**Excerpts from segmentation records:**
--------------------------------

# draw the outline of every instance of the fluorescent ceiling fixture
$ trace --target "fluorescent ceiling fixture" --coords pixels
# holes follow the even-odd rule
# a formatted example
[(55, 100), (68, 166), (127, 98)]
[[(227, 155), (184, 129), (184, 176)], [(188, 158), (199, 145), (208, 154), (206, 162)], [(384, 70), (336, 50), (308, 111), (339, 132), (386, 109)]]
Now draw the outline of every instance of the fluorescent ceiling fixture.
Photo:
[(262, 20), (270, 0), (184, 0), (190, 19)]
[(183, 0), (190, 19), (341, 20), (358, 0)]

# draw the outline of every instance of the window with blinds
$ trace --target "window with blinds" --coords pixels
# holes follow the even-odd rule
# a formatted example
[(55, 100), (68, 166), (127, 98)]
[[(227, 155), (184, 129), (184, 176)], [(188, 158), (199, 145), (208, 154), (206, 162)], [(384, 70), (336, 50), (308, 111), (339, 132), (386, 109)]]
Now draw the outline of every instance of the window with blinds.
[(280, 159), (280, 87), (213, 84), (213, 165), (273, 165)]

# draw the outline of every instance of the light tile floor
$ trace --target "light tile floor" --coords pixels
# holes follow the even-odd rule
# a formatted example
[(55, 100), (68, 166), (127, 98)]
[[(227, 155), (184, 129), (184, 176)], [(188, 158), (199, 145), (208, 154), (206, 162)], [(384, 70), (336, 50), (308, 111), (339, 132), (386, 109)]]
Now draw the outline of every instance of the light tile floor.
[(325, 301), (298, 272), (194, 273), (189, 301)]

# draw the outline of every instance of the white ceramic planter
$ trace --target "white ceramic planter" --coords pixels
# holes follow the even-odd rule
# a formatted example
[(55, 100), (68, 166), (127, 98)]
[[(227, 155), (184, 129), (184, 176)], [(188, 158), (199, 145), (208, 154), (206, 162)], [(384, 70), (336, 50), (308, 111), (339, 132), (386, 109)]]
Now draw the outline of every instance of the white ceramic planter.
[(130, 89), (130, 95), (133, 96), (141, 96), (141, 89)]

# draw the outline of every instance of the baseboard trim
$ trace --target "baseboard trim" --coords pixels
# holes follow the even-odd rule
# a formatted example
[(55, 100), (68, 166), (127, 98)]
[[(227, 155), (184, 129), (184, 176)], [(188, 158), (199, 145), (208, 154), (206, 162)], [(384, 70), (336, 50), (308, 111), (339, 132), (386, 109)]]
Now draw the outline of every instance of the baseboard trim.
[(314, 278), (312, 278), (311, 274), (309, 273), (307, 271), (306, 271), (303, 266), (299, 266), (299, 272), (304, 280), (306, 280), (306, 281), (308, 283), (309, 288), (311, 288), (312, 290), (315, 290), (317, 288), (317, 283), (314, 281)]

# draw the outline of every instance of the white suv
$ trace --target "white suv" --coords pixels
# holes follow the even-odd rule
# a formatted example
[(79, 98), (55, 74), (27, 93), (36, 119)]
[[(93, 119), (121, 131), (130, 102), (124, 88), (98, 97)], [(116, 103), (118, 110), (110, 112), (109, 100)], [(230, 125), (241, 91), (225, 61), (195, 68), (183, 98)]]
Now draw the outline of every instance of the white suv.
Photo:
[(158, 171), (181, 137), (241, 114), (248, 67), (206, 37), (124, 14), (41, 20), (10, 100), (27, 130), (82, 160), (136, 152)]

--------------------------------

**Task:** Reproduce the rows from the beginning through the line containing "[(262, 20), (270, 0), (184, 0), (190, 19)]", switching every "fluorescent ceiling fixture" to "recessed ceiling light" and leaving everything else as is.

**Response to this task:**
# draw the outline of every instance of the recessed ceiling light
$ trace --target "recessed ceiling light" --coords pixels
# holes follow the even-odd rule
# a formatted example
[(55, 100), (68, 166), (127, 98)]
[[(227, 155), (184, 129), (184, 176)], [(188, 158), (199, 145), (208, 154), (206, 162)], [(384, 70), (336, 50), (308, 111), (339, 132), (386, 109)]]
Now draw the outline of every instance of the recessed ceiling light.
Photo:
[(262, 20), (270, 0), (184, 0), (190, 19)]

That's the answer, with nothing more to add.